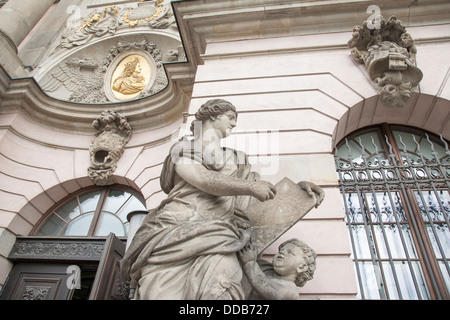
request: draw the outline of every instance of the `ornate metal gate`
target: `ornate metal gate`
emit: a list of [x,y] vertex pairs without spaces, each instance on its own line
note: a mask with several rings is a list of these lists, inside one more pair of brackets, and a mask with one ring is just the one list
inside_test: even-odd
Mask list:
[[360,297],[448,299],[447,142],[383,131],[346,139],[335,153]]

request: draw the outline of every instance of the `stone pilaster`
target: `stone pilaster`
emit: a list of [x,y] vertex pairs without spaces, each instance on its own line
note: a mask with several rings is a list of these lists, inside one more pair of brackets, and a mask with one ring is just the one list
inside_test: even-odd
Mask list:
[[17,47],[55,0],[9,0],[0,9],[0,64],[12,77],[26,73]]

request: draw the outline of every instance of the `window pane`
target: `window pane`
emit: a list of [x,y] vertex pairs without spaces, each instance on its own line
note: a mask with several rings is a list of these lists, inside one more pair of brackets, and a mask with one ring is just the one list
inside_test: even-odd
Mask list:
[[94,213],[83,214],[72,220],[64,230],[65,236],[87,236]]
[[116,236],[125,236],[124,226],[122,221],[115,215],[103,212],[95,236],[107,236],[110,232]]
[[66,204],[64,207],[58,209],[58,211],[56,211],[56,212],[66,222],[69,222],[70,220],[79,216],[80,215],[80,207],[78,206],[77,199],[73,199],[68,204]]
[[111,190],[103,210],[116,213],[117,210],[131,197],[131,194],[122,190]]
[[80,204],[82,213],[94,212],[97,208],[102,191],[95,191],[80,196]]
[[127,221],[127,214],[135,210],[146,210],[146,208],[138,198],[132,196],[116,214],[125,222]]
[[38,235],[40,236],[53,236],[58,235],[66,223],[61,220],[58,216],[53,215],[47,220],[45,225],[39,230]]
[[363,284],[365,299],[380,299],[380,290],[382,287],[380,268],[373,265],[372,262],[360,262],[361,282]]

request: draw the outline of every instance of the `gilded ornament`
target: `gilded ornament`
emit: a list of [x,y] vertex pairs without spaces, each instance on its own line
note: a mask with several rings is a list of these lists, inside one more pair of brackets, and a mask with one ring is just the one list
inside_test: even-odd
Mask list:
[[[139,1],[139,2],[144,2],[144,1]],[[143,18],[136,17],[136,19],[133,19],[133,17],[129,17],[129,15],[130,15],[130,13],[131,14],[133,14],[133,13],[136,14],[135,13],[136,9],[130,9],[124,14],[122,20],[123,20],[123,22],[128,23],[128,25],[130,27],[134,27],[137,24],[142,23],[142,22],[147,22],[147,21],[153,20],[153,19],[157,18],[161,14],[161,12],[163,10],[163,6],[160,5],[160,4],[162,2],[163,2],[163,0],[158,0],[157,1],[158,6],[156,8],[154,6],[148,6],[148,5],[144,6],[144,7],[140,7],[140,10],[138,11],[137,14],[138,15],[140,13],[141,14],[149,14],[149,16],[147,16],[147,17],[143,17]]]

————————

**Goal:** Could you copy every line of the records above word for word, leaving out the pictures?

**Task answer:**
request: draw the outline of every instance of the `ornate metal gate`
target: `ornate metal gate`
emit: a list of [x,y] vertex pairs without spaces, each instance on its own line
note: a mask with several rings is a list of these lists, inside one more pair of brackets, and a mask with one ring is just the one list
inside_test: even-odd
Mask list:
[[360,297],[448,299],[447,142],[383,131],[346,139],[335,153]]

request: draw the outline of every instance of the `stone pilaster`
target: `stone pilaster`
emit: a list of [x,y] vertex pairs without spaces, each instance on its own line
note: a mask with several rings is a list of these lists, inside one more pair of brackets, and a mask with one ring is just the one list
inside_test: even-odd
Mask list:
[[17,47],[55,0],[9,0],[0,9],[0,64],[12,77],[26,73]]

request: draw the outline of every instance of the `window pane`
target: `window pane`
emit: a list of [x,y] vertex pairs without spaces, each instance on its own line
note: a mask with several rings is a list of these lists, inside one more pair of brackets, and a mask with one ring is just the one list
inside_test: even-odd
Mask list:
[[94,213],[83,214],[72,220],[64,230],[65,236],[87,236]]
[[116,236],[125,236],[124,226],[122,221],[115,215],[103,212],[95,236],[107,236],[110,232]]
[[66,204],[64,207],[58,209],[58,211],[56,211],[56,212],[66,222],[69,222],[70,220],[79,216],[80,215],[80,207],[78,206],[77,199],[73,199],[68,204]]
[[111,190],[103,210],[116,213],[117,210],[131,197],[131,194],[122,190]]
[[80,204],[82,213],[94,212],[97,208],[102,191],[95,191],[80,196]]
[[127,221],[127,214],[135,210],[146,210],[146,208],[138,198],[132,196],[116,214],[125,222]]
[[38,235],[40,236],[53,236],[58,235],[66,223],[61,220],[58,216],[53,215],[47,220],[45,225],[39,230]]
[[363,284],[365,299],[380,299],[380,290],[382,287],[380,268],[373,265],[372,262],[360,262],[361,282]]

request: draw the outline of every instance of the `gilded ornament`
target: `gilded ornament`
emit: a list of [x,y] vertex pairs without spaces, each instance on its own line
note: a mask with several rings is a list of these lists, inside one more pair of brackets, and a mask with one ring is just the one list
inside_test: even-odd
Mask list:
[[[139,1],[139,2],[144,2],[144,1]],[[143,18],[136,17],[136,19],[133,19],[133,17],[129,17],[129,15],[130,15],[130,13],[131,14],[133,14],[133,13],[136,14],[135,13],[136,9],[130,9],[124,14],[122,20],[123,20],[123,22],[128,23],[128,25],[130,27],[134,27],[137,24],[142,23],[142,22],[147,22],[147,21],[153,20],[153,19],[157,18],[161,14],[161,12],[163,10],[163,6],[160,5],[160,4],[162,2],[163,2],[163,0],[158,0],[157,1],[158,6],[156,8],[154,6],[148,6],[148,5],[144,6],[144,7],[140,7],[140,10],[138,11],[137,14],[138,15],[140,13],[141,14],[149,14],[149,16],[147,16],[147,17],[143,17]]]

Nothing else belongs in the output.